**Provided text**
----

The physics of motion and gravitation that mostly held from ancient times through to the 17th century was built on two reasonably logical, yet incorrect beliefs. One was that an object had to be pushed if it was to be kept moving. This was apparent by observing most everyday objects. As soon as you stop pushing a cart it starts to slow down and soon it will come to a halt. An arrow that travels two hundred yards before hitting its target will arrive with noticeably less impact than one fired at point-blank range. There was, of course, one example of movement that did seem to carry on indefinitely – the motion of the planets and stars in the sky. But even this was thought to require pushing, usually as a result of divine intervention.
As far as gravity went, the accepted theory was tied into an impressively holistic picture of the universe that took in the nature of the physical elements. There were thought to be four elements that made up everything that existed below the orbit of the Moon: earth, water, air and fire. Two of these (earth and water) had a natural tendency to head for the centre of the universe, the other two had a tendency to move away from the centre. This was not a case of having a force applied to them – a natural tendency was more like a dog’s natural tendency to dislike cats, an inherent part of its nature.
The tendency of earth and water towards the universal centre was described as gravity and the tendency of air and fire away from the centre was known as levity. This, incidentally, was a major underpinning of the Earth-centred view of the universe. The resistance to accepting the Sun-centred view is often portrayed as nothing more than religious obstinacy, but in fact having the Earth at the centre of everything underpinned the physics of the time, which predated Christianity and Islam. And it is anything but obvious that the heavens move because the Earth is rotating – it’s easy to be critical in hindsight, but we still talk of the Sun rising and setting as if the Earth were fixed in place.

----

**Job**
Copy the passage on early ideas of motion and gravity word for word, from "The tendency of earth" up to and including "fixed in place.".

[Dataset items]
----

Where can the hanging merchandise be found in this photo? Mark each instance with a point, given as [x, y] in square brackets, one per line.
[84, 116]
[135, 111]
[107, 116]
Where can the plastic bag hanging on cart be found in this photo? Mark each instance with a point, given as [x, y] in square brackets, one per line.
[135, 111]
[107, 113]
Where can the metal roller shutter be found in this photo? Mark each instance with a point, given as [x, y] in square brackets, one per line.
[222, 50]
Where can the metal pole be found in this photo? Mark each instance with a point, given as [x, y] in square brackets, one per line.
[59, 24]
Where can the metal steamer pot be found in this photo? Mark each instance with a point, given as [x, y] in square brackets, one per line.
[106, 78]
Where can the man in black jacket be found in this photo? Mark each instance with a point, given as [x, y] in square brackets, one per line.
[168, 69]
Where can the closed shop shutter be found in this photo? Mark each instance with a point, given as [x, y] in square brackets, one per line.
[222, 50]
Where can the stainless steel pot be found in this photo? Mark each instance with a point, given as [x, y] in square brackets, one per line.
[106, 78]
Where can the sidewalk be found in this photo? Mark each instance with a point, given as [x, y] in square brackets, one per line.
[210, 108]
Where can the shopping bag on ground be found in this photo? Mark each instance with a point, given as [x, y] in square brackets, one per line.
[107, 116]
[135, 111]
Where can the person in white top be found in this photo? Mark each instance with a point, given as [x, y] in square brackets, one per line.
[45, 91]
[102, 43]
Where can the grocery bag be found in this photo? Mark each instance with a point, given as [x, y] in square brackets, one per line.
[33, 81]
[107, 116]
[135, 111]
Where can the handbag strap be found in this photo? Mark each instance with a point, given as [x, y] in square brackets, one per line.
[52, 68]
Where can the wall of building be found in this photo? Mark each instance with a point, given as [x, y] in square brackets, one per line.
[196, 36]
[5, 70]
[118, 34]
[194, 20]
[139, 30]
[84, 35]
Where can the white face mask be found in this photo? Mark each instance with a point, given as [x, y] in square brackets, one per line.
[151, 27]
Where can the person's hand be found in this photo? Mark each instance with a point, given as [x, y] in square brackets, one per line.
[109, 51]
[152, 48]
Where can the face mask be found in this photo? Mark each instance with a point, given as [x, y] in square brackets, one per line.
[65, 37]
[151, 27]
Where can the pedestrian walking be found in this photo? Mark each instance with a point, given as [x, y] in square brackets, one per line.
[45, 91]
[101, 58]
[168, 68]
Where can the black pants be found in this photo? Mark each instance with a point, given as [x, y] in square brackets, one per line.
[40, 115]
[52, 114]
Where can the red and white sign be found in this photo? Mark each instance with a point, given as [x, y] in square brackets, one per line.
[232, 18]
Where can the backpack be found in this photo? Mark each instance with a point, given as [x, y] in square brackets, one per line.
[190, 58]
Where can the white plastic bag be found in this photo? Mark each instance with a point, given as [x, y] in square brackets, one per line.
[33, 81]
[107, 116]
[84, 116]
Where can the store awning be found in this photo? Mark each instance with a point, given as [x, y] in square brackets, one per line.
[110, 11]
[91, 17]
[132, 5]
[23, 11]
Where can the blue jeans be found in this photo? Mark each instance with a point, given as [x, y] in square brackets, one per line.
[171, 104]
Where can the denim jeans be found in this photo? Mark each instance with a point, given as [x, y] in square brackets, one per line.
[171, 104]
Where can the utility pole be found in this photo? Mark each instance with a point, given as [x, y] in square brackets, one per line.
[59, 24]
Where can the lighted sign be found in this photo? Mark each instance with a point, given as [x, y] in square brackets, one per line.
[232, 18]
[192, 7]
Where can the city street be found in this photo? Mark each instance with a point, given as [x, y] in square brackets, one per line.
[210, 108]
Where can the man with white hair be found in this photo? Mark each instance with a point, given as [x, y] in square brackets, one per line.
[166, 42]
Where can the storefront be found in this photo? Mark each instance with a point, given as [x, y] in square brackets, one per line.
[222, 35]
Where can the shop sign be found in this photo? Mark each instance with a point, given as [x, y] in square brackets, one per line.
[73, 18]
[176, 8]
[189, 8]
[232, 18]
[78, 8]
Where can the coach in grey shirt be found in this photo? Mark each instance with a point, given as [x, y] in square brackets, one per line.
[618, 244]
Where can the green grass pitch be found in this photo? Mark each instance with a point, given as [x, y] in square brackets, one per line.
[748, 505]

----

**Worked solution**
The tendency of earth and water towards the universal centre was described as gravity and the tendency of air and fire away from the centre was known as levity. This, incidentally, was a major underpinning of the Earth-centred view of the universe. The resistance to accepting the Sun-centred view is often portrayed as nothing more than religious obstinacy, but in fact having the Earth at the centre of everything underpinned the physics of the time, which predated Christianity and Islam. And it is anything but obvious that the heavens move because the Earth is rotating – it’s easy to be critical in hindsight, but we still talk of the Sun rising and setting as if the Earth were fixed in place.